**Text shown:**
>>>

Coinbase's Base blockchain, launched August 2023 as an Ethereum Layer 2 optimistic rollup, provides the practical infrastructure for deploying soulbound identity.

Built on the OP Stack in collaboration with Optimism, Base offers EVM equivalence with fees measured in cents rather than dollars—making SBT minting economically viable at scale. More importantly, Base provides a bridge to Coinbase's 110+ million verified users.

Basenames, launched mid-2024 with 450,000+ registrations, demonstrates appetite for human-readable onchain identity. The ENS-powered naming system integrates with the Ethereum Attestation Service (EAS) for standardized reputation attestations.

W3C Decentralized Identifiers (DIDs) and Verifiable Credentials provide interoperability standards. An identity doesn't have to be locked to one platform—credentials can be verified across systems.

Vitalik Buterin's analysis of proof-of-personhood approaches notes the tradeoffs between different verification mechanisms. Soulbound tokens don't prove humanity—they prove continuity. That's a different property, but for many trust applications, it's the one that matters.

The Regulatory Tailwind

The EU's Digital Services Act, fully effective since February 17, 2024, mandates Know Your Business Customer (KYBC) requirements for online marketplaces.

More significant is the European Digital Identity Wallet (EUDI) framework under eIDAS 2.0. By end of 2026, every EU member state must provide citizens with digital identity wallets. By 2027, banks, payment services, telecom, and healthcare providers must accept them.

<<<

**Required action 1:** In the text on Base and digital identity, by what year must banks, payment services, telecom, and healthcare providers accept digital identity wallets?
**Required action 2:** Translate this sentence from the text on Base and digital identity into Spanish: "Soulbound tokens don't prove humanity—they prove continuity."

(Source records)
>>>

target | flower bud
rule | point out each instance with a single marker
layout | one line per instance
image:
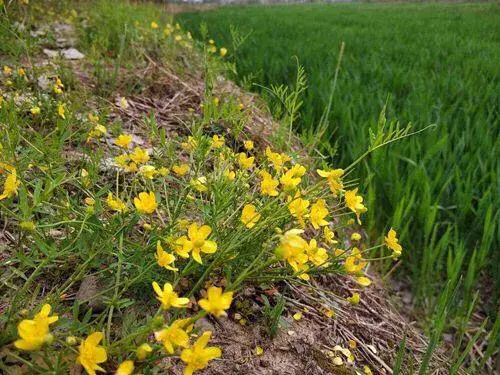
(49, 338)
(143, 351)
(27, 226)
(158, 321)
(71, 340)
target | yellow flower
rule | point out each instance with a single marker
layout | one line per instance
(292, 177)
(163, 171)
(174, 336)
(89, 201)
(292, 248)
(71, 340)
(199, 184)
(123, 103)
(180, 170)
(143, 351)
(249, 216)
(244, 161)
(229, 174)
(363, 281)
(318, 214)
(216, 302)
(329, 236)
(168, 297)
(183, 224)
(10, 185)
(132, 167)
(164, 259)
(97, 132)
(145, 203)
(190, 145)
(147, 171)
(355, 203)
(317, 255)
(91, 354)
(61, 110)
(198, 356)
(354, 299)
(355, 236)
(116, 204)
(123, 140)
(28, 226)
(196, 241)
(298, 208)
(248, 145)
(139, 156)
(278, 160)
(391, 241)
(34, 333)
(334, 179)
(355, 262)
(268, 184)
(217, 141)
(125, 368)
(93, 118)
(122, 160)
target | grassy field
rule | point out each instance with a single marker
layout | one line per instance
(431, 63)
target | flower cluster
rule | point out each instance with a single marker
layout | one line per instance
(186, 220)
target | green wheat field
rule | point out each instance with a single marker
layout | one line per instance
(431, 64)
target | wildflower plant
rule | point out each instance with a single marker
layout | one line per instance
(173, 228)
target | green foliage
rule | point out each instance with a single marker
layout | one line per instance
(437, 63)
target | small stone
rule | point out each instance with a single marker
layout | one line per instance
(264, 363)
(72, 54)
(50, 52)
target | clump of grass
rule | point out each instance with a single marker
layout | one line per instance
(435, 61)
(172, 228)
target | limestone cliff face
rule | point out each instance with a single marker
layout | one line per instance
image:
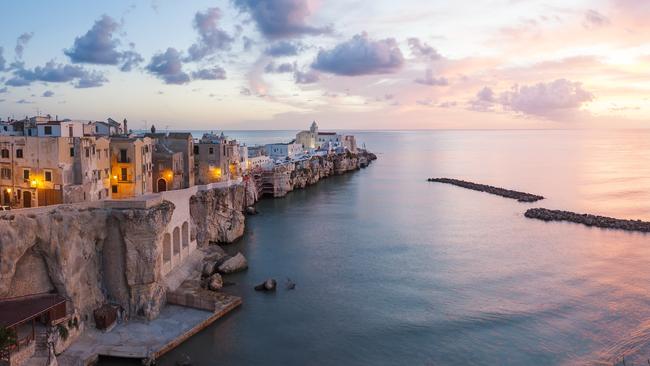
(217, 216)
(309, 172)
(89, 255)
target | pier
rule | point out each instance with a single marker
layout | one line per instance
(603, 222)
(507, 193)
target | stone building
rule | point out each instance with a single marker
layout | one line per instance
(168, 169)
(217, 159)
(131, 166)
(41, 171)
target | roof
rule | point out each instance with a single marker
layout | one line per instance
(180, 135)
(18, 310)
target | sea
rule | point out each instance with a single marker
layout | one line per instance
(393, 270)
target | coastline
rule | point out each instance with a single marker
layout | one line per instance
(122, 245)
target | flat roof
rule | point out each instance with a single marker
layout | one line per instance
(18, 310)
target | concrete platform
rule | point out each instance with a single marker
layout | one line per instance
(145, 340)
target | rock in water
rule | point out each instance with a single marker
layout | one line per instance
(268, 285)
(237, 263)
(208, 269)
(215, 283)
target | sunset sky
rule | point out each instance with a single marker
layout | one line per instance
(278, 64)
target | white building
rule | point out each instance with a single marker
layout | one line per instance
(284, 150)
(313, 139)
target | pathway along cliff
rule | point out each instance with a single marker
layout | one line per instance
(507, 193)
(588, 220)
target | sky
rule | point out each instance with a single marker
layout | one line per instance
(348, 64)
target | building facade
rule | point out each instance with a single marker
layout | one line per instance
(131, 166)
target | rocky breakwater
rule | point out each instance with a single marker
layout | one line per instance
(91, 256)
(588, 220)
(507, 193)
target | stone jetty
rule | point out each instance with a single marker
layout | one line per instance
(588, 220)
(519, 196)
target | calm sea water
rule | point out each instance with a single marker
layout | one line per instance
(392, 270)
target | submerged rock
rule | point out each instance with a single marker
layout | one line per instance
(237, 263)
(215, 282)
(268, 285)
(507, 193)
(588, 220)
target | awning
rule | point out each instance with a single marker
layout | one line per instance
(17, 310)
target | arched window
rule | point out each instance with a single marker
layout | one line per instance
(167, 248)
(185, 233)
(177, 240)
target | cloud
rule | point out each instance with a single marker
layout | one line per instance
(546, 99)
(308, 77)
(277, 19)
(21, 42)
(283, 48)
(361, 56)
(484, 101)
(272, 68)
(130, 60)
(211, 37)
(215, 73)
(428, 79)
(594, 19)
(168, 67)
(99, 47)
(3, 62)
(53, 72)
(423, 50)
(91, 80)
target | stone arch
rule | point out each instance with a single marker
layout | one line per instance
(167, 248)
(162, 185)
(177, 240)
(185, 233)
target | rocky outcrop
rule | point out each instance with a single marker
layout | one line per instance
(287, 177)
(519, 196)
(91, 256)
(588, 220)
(234, 264)
(217, 214)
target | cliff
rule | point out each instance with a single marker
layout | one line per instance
(288, 177)
(98, 255)
(217, 214)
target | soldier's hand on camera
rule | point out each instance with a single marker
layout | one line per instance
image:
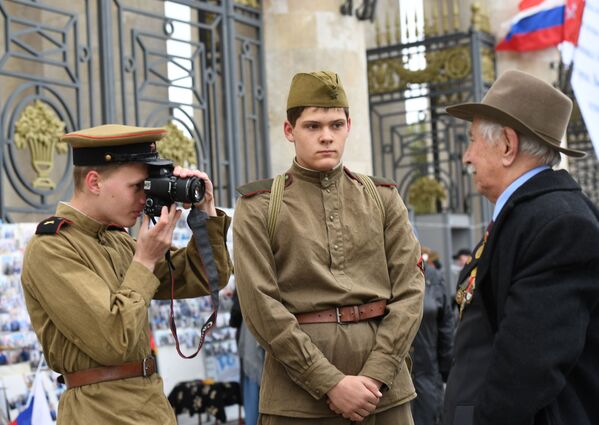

<<<

**Response 1:** 2027

**Response 2:** Los tokens soulbound no demuestran humanidad: demuestran continuidad.